[Image point grounding data]
________________
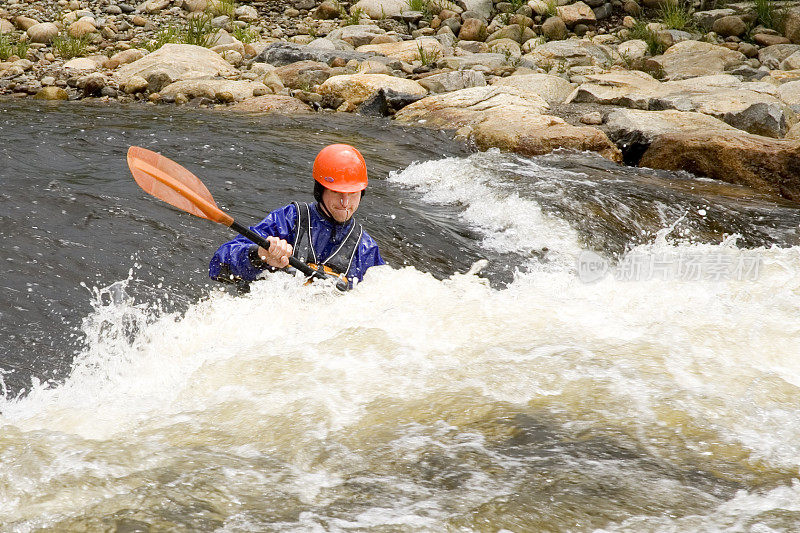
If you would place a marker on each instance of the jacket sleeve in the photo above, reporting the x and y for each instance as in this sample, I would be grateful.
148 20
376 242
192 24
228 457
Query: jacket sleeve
232 261
367 256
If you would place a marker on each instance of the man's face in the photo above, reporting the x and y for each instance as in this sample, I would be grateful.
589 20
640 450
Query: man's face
341 205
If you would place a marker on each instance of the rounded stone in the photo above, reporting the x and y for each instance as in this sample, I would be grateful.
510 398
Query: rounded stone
135 84
554 29
52 93
473 30
81 28
42 33
730 26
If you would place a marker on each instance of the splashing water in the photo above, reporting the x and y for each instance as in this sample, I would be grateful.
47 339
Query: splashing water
414 403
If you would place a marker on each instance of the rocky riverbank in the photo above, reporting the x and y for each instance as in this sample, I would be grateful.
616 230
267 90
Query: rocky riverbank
705 86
________________
### TASK OBJECTIVE
All of the entries above should be copied exactly, with the images left out.

### OUTPUT OF THE TASK
If you would place a marker on each instance of the jacket sleeve in the photo above, reporting the x and y for each instance as in this sample, I would be grateful.
148 20
376 242
192 24
228 457
Query: jacket sleeve
232 261
367 256
If you would place a marker on each instance of the man's face in the photo above, reporting the x and y for each instance as in this sample, I would be grateful.
589 20
640 450
Query: man's face
341 205
If you would place a marker on each instance of the rounded stone in the photo above, reporting the x and y for each instance as in this sample, I would be grateful.
510 398
Query: rounded stone
135 84
554 29
52 93
473 30
81 28
42 33
730 26
If you would place a marker on each instance of the splashing water in the photo above, reporting the x and y for each instance as in this sample, I would be grateful.
47 339
Query: splashing water
414 403
If you would place a marker on each instance of the rocky riverbank in the photo above, reporting the x and y for each instance as in this sample, I would be grateful.
616 230
267 90
Query: rocky riverbank
705 86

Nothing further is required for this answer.